*Dataset*
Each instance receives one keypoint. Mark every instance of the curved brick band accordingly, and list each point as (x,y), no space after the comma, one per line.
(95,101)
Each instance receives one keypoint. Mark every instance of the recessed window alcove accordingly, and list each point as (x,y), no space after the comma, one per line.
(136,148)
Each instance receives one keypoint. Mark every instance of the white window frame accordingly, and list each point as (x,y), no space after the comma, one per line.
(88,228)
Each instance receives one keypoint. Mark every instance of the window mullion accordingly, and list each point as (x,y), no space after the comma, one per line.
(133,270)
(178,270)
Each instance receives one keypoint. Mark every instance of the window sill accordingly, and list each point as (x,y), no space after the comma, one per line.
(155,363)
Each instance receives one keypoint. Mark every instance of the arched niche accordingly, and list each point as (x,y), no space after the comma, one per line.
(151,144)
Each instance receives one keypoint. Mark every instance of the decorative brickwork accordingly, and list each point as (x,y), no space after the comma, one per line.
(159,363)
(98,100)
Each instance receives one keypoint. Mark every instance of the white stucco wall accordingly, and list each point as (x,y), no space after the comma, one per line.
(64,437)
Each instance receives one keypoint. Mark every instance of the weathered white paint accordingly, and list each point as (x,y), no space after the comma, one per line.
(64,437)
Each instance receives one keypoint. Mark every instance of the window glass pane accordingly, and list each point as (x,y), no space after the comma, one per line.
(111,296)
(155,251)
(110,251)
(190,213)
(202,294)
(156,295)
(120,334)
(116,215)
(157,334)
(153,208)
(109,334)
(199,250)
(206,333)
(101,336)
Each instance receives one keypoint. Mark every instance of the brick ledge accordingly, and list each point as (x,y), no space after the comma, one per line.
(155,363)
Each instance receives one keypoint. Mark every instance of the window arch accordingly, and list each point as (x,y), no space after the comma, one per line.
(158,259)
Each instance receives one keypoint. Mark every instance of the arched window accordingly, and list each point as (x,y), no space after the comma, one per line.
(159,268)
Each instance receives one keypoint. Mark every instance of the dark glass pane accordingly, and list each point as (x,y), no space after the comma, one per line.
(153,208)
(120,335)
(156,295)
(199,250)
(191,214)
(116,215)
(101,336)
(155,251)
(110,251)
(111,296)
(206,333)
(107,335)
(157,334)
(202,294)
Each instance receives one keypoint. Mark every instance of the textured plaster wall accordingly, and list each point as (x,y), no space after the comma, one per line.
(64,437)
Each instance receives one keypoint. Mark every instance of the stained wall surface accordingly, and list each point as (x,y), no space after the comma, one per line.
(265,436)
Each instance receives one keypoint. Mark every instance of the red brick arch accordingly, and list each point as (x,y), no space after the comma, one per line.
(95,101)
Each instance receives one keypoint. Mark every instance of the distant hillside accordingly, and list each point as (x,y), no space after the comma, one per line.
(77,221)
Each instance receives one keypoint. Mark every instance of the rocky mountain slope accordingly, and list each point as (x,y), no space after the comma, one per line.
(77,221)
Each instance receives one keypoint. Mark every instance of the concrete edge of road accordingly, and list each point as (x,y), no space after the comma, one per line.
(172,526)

*Directive*
Give back exactly the lines from the line containing "of the distant" to the end of the entries, and no other lines.

*Correct response*
Each instance receives one keypoint. Mark every instance of the distant hillside accordingly, and list each point as (x,y), no space after the comma, one per line.
(77,221)
Each instance receives one keypoint. Mark every instance of the rocky mountain slope accordingly, and list each point as (x,y), no space after the comma, one per line.
(77,221)
Each instance receives one keypoint. Mark every instance of the concrete edge of road accordingly, and list each point as (x,y), no space after the comma, one per line.
(172,526)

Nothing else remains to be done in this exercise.